◆ **Work to do**: Please rewrite the material below, switching "Outline" to "Trace" everywhere it occurs and keeping everything else the same.

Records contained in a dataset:
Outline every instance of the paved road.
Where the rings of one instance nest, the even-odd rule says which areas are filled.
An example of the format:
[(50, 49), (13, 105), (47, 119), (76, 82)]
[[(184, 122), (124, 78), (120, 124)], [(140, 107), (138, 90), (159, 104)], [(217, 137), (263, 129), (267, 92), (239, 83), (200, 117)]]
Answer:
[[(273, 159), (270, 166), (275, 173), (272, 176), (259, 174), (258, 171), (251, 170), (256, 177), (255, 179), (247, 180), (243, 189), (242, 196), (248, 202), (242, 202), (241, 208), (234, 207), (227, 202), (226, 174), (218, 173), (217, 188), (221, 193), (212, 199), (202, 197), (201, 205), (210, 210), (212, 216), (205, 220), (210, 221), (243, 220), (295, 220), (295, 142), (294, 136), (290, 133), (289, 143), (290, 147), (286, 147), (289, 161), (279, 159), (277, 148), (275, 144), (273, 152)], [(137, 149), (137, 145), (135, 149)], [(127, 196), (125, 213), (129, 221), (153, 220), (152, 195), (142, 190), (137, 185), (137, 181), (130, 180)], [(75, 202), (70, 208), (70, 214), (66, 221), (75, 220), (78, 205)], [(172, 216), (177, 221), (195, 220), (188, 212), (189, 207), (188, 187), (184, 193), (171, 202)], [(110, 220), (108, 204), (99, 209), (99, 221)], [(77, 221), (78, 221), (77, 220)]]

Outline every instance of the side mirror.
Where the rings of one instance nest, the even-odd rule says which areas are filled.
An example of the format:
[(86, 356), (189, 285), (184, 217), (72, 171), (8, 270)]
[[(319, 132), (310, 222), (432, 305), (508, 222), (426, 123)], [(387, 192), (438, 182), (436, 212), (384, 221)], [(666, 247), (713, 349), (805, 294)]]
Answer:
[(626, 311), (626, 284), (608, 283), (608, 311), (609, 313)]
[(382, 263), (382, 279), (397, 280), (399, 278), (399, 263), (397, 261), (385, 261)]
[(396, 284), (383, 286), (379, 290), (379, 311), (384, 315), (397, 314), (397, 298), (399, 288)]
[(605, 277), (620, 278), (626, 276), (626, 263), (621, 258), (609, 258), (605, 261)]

◆ **Solution for this problem**:
Trace every instance of the paved road.
Where the rings of one instance nest, the even-odd rule says which areas are filled.
An example of the format:
[(50, 49), (13, 105), (47, 119), (76, 82)]
[[(184, 122), (124, 78), (120, 124)], [(140, 107), (138, 90), (159, 104)], [(217, 137), (263, 129), (267, 92), (239, 83), (200, 117)]]
Answer:
[[(273, 159), (270, 166), (275, 173), (272, 176), (259, 174), (258, 171), (251, 170), (256, 177), (255, 179), (247, 180), (243, 189), (242, 196), (248, 202), (242, 202), (241, 208), (234, 207), (227, 202), (226, 174), (218, 173), (217, 188), (221, 193), (212, 199), (202, 197), (201, 205), (210, 210), (212, 216), (205, 220), (210, 221), (243, 220), (295, 220), (295, 142), (294, 136), (290, 133), (289, 143), (290, 147), (286, 147), (289, 161), (279, 159), (277, 148), (275, 144), (273, 152)], [(137, 149), (137, 145), (135, 149)], [(127, 196), (125, 213), (129, 221), (153, 220), (152, 195), (142, 190), (137, 185), (137, 181), (130, 180)], [(75, 202), (70, 208), (70, 214), (66, 221), (75, 220), (78, 205)], [(172, 216), (177, 221), (195, 220), (188, 212), (189, 207), (188, 187), (184, 193), (171, 202)], [(110, 220), (108, 204), (99, 209), (99, 221)], [(77, 221), (78, 221), (77, 220)]]

Trace every instance of the side mirror.
Where the rings of one instance nest, the even-odd rule says which areas are filled.
An example of the format:
[(86, 356), (189, 285), (184, 217), (72, 171), (8, 270)]
[[(319, 132), (310, 222), (432, 305), (508, 222), (426, 123)], [(387, 192), (438, 182), (436, 212), (384, 221)], [(666, 247), (713, 349), (805, 294)]]
Answer:
[(626, 311), (626, 284), (608, 283), (608, 311), (609, 313)]
[(382, 263), (382, 279), (397, 280), (399, 278), (399, 263), (397, 261), (385, 261)]
[(396, 284), (383, 286), (379, 290), (379, 311), (384, 315), (397, 314), (397, 298), (399, 288)]
[(605, 277), (620, 278), (626, 276), (626, 263), (621, 258), (609, 258), (605, 261)]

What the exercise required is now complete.